- [WHAT IS BEING ASKED] Every line from the one with "Objective — one marker on every instance of the framed picture" through the end of the records below should be restated word for word, and nothing outside that span.

- [DATA ENTRIES]
>> Begin

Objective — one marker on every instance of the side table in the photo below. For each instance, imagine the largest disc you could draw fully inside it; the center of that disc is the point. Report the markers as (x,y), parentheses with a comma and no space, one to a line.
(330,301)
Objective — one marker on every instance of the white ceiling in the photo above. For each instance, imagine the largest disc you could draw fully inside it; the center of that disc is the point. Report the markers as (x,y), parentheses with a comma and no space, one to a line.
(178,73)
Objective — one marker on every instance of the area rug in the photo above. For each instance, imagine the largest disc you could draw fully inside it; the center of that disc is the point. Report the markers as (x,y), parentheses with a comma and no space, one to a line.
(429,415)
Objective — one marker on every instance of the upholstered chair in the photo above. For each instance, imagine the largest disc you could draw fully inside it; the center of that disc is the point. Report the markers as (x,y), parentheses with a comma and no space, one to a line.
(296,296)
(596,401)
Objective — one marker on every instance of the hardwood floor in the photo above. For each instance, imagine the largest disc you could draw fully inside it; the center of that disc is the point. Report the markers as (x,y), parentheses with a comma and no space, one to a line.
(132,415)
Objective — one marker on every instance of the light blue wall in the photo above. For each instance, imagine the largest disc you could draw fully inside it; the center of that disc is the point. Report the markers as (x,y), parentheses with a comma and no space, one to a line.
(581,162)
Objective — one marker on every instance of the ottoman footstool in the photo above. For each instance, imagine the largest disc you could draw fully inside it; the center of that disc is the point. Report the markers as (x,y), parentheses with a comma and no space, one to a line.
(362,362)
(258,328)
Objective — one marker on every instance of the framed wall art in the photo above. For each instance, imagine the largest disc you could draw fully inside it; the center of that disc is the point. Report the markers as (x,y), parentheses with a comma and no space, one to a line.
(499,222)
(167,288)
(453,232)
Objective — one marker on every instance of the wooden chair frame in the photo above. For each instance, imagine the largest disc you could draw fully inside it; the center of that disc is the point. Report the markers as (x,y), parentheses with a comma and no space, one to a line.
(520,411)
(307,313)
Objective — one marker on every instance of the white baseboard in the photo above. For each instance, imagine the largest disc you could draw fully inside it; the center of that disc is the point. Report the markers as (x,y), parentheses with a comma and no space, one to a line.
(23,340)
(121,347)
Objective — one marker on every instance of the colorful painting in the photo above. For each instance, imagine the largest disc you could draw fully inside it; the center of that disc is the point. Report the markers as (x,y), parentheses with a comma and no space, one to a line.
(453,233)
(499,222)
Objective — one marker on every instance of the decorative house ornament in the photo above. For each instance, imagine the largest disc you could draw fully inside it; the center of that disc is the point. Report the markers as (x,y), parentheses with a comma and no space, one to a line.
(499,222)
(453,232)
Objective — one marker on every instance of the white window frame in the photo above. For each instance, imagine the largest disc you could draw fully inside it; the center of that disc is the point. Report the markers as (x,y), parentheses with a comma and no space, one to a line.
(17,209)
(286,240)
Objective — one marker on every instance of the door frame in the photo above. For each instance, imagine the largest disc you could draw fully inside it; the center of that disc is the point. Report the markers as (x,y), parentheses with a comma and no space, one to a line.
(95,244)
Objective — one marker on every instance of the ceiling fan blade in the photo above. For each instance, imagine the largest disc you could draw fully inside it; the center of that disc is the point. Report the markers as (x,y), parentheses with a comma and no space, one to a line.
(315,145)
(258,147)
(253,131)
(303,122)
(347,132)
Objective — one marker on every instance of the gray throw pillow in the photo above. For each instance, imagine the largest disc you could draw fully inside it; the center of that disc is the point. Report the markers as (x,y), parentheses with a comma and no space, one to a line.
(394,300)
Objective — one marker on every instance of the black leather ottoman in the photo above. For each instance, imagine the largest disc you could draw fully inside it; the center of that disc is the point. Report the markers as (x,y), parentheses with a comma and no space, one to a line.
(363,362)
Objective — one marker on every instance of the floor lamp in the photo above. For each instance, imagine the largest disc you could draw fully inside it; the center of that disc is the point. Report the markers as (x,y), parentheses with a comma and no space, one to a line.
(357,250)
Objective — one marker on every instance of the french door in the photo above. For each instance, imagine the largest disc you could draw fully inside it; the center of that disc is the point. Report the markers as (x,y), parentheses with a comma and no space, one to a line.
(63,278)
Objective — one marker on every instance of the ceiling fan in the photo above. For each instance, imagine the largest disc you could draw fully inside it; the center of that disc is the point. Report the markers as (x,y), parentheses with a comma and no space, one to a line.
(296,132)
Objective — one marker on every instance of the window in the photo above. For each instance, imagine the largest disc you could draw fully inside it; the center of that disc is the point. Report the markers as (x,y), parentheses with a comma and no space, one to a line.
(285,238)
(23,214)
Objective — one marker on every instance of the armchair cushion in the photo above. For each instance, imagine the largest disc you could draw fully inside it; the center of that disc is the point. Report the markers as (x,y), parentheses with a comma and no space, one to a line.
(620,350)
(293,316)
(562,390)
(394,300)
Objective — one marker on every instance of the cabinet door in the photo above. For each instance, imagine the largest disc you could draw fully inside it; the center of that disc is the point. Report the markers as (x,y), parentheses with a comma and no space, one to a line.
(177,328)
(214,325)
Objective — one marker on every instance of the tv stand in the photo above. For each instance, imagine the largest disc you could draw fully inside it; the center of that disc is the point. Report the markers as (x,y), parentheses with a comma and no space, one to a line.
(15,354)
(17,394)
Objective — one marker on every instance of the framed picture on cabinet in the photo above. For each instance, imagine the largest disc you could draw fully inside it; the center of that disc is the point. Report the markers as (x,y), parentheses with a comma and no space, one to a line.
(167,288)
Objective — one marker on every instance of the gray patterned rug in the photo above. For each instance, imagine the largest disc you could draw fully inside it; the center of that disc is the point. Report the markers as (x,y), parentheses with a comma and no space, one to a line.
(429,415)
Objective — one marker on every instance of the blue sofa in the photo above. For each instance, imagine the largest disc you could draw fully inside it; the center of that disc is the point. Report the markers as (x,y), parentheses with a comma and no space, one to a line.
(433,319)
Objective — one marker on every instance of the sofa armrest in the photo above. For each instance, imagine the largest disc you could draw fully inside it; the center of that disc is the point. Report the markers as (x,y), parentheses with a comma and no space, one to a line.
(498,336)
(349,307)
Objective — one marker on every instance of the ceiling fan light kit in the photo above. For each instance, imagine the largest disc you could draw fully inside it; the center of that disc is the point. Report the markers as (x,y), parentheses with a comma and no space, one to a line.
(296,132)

>> End

- [RESPONSE]
Objective — one marker on every instance of the framed picture on cabinet in the photo above. For each instance, imagine the largest disc you could draw fully inside it; the center of that disc is the point. Report the markers as (x,y), parentheses with a comma and no space, one to a line.
(167,288)
Objective — one marker on every instance of the gray patterned rug in the photo above. For each instance, imagine the largest disc you could draw fully inside it; the center of that disc is the point. Report the markers as (x,y), parentheses with a comma and no space, one to a line.
(429,415)
Objective — one marker on every instance of the blue sofa in the photo above. For each instance, imagine the largest disc you could draw fully inside it; the center of that disc is the point. Report the markers as (x,y), parentheses with a comma and no space, one to a line.
(433,319)
Objective — one marker on every instance of the sofa armrest in the photo above. For each instance, imagine the largest disc you could draw fully inside it; the center of that disc is the point. Report the markers as (x,y), parentheses with a comma and no space, one to a line.
(498,336)
(349,307)
Objective — one marker on every instance of the ceiling fan light kit in the photo above. For each instance, imagine the largest disc you could draw fully inside it; the center of that disc is the point. Report the markers as (x,y), parentheses with a comma and no space, one to a line.
(296,132)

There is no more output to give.